Information Block Start

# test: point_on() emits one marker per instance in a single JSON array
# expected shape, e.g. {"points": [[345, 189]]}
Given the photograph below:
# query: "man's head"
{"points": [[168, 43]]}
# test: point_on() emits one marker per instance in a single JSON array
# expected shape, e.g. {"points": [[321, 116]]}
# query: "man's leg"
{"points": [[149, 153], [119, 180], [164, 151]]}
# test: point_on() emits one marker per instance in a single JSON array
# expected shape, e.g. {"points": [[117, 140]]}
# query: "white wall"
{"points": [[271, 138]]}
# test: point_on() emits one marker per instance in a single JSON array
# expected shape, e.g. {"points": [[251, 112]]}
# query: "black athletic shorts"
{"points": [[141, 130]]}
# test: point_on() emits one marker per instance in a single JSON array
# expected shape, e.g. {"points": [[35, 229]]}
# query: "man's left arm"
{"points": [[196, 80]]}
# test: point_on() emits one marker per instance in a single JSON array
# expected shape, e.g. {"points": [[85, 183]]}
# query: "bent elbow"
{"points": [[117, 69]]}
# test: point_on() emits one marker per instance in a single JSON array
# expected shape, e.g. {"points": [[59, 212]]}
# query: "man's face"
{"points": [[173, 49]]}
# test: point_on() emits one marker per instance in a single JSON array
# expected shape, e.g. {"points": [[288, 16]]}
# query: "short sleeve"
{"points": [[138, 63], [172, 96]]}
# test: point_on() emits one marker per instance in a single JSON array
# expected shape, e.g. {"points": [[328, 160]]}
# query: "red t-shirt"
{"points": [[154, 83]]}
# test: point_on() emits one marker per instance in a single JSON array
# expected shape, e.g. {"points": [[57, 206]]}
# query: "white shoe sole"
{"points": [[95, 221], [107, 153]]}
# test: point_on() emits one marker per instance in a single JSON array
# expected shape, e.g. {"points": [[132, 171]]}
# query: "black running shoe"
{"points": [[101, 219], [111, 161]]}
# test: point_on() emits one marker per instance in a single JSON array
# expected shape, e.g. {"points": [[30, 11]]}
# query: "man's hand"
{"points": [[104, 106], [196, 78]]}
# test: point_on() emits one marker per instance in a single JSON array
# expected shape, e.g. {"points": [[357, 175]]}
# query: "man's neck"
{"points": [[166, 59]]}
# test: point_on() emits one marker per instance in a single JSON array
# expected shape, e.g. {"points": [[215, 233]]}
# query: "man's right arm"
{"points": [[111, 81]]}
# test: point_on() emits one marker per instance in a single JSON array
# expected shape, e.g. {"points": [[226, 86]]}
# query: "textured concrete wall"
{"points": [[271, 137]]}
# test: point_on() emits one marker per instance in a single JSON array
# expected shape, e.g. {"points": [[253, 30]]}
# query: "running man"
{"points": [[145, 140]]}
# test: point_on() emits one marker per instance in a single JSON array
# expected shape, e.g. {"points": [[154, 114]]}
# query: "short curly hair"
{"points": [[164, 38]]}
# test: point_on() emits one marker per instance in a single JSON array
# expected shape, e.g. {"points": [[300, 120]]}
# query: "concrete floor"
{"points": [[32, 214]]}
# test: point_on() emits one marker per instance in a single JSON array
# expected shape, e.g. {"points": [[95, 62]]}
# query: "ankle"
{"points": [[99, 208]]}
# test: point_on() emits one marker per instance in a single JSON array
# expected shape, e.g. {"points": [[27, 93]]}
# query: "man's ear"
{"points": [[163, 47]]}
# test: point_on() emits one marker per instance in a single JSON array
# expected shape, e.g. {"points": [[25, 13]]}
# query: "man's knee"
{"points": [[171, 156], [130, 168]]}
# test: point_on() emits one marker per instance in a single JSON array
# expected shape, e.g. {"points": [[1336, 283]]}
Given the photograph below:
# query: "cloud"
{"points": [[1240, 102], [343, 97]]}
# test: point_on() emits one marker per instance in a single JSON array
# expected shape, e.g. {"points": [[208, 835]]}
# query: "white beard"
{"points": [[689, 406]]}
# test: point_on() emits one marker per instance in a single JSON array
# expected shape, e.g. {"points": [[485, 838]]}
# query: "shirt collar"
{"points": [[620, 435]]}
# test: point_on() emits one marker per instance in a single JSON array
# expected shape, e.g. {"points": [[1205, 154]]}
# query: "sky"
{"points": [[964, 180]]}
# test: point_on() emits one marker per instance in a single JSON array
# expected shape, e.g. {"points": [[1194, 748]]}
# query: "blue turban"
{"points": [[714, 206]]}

Information Block End

What the task asks> All records should be returned verbatim, none left out.

Reply to the exercise>
# test: point_on() emits one marker per instance in a single JSON array
# expected shape, e.g. {"points": [[345, 189]]}
Given the photograph below:
# query: "man's head"
{"points": [[168, 43]]}
# test: point_on() emits one marker per instance in a single JSON array
# expected shape, e.g. {"points": [[321, 116]]}
# query: "man's leg"
{"points": [[149, 153], [119, 180], [164, 151]]}
# test: point_on() emits one marker per instance in a single JSON array
# expected shape, e.g. {"points": [[117, 140]]}
# query: "white wall"
{"points": [[271, 138]]}
# test: point_on() emits one marker per instance in a single JSON array
# expected shape, e.g. {"points": [[251, 112]]}
# query: "black athletic shorts"
{"points": [[141, 130]]}
# test: point_on() emits one marker per instance in a single JSON array
# expected shape, e.g. {"points": [[35, 229]]}
# query: "man's left arm"
{"points": [[196, 80]]}
# test: point_on() emits one marker per instance in a single JSON array
# expected shape, e.g. {"points": [[85, 183]]}
# query: "bent elbow"
{"points": [[117, 69]]}
# test: point_on() emits one marker per instance in a single JSON array
# expected shape, e.g. {"points": [[59, 212]]}
# query: "man's face"
{"points": [[173, 49]]}
# test: point_on() emits one marker per instance in a single JSON array
# expected shape, e.g. {"points": [[288, 16]]}
# query: "short sleeve"
{"points": [[138, 63], [172, 96]]}
# test: point_on() emits one marker per instance in a single JSON array
# expected shape, e.g. {"points": [[328, 160]]}
# query: "red t-shirt"
{"points": [[154, 83]]}
# test: point_on() emits one marker per instance in a single JSON array
# expected shape, e.g. {"points": [[57, 206]]}
# query: "white shoe sole"
{"points": [[95, 221], [107, 153]]}
# test: point_on() emits one marker per instance in a single JSON array
# expected shape, e.g. {"points": [[132, 171]]}
# query: "black running shoe"
{"points": [[101, 219], [111, 161]]}
# test: point_on() emits one marker per instance in a single JSON array
# expected shape, e.g. {"points": [[30, 11]]}
# query: "man's hand"
{"points": [[104, 106], [196, 78]]}
# test: point_on() emits one marker per instance in a single JSON array
# expected shape, e.g. {"points": [[357, 175]]}
# query: "man's neck"
{"points": [[166, 59]]}
# test: point_on() emits one marker per instance in a single JSON array
# expected shape, e.g. {"points": [[215, 233]]}
# query: "man's right arm"
{"points": [[111, 81]]}
# test: point_on() emits one marker per instance in a single JSON array
# expected shape, e.g. {"points": [[226, 86]]}
# query: "textured concrete wall"
{"points": [[271, 137]]}
# test: point_on() emits one marker per instance in a single JSON array
# expected shape, e.g. {"points": [[253, 30]]}
# query: "running man"
{"points": [[145, 140]]}
# test: point_on() emits one marker per instance in a single JSON array
# expected shape, e.g. {"points": [[154, 114]]}
# query: "short curly hair"
{"points": [[164, 38]]}
# test: point_on() emits one marker per instance in a single JSON array
# expected shape, e.g. {"points": [[300, 120]]}
# query: "concrete floor"
{"points": [[32, 214]]}
# test: point_on() emits one marker per instance in a single JSON array
# expected shape, e.g. {"points": [[95, 62]]}
# query: "ankle"
{"points": [[99, 208]]}
# test: point_on() emits one marker per instance in a single JSON array
# expected shape, e.g. {"points": [[27, 93]]}
# query: "man's ear"
{"points": [[163, 47]]}
# test: point_on() emits one marker per instance in a single JSON array
# expected shape, e.g. {"points": [[25, 13]]}
# query: "man's knee"
{"points": [[171, 156], [130, 168]]}
# test: point_on() emits one marker per instance in a single JSON array
# expected shape, e.g. {"points": [[1336, 283]]}
Given the photograph below:
# query: "cloud"
{"points": [[1240, 102], [343, 97]]}
# test: point_on() emits one marker per instance in a single JSON array
# expected shape, e.g. {"points": [[208, 835]]}
# query: "white beard"
{"points": [[689, 406]]}
# test: point_on() emits one marker per instance in a single JSON array
# expected shape, e.g. {"points": [[485, 838]]}
# query: "shirt collar"
{"points": [[620, 435]]}
# test: point_on() emits one marker per instance in a single JSON array
# expected shape, e.g. {"points": [[1205, 154]]}
# query: "sky"
{"points": [[964, 180]]}
# test: point_on() emits one marker per instance in a single JSON array
# expected shape, e.g. {"points": [[1194, 748]]}
# query: "blue turban"
{"points": [[714, 206]]}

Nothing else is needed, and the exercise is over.